* Exercise prompt
Rewrite the entries below, switching "jersey" to "shirt" and keeping everything else the same.

Items from a data source:
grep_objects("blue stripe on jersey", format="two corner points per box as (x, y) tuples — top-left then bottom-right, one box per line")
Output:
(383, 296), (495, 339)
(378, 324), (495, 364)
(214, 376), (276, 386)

* Answer below
grep_objects("blue stripe on shirt", format="two corner points per box as (x, y) tuples — top-left then bottom-right, one box per line")
Output:
(383, 296), (495, 339)
(378, 324), (495, 364)
(214, 376), (276, 386)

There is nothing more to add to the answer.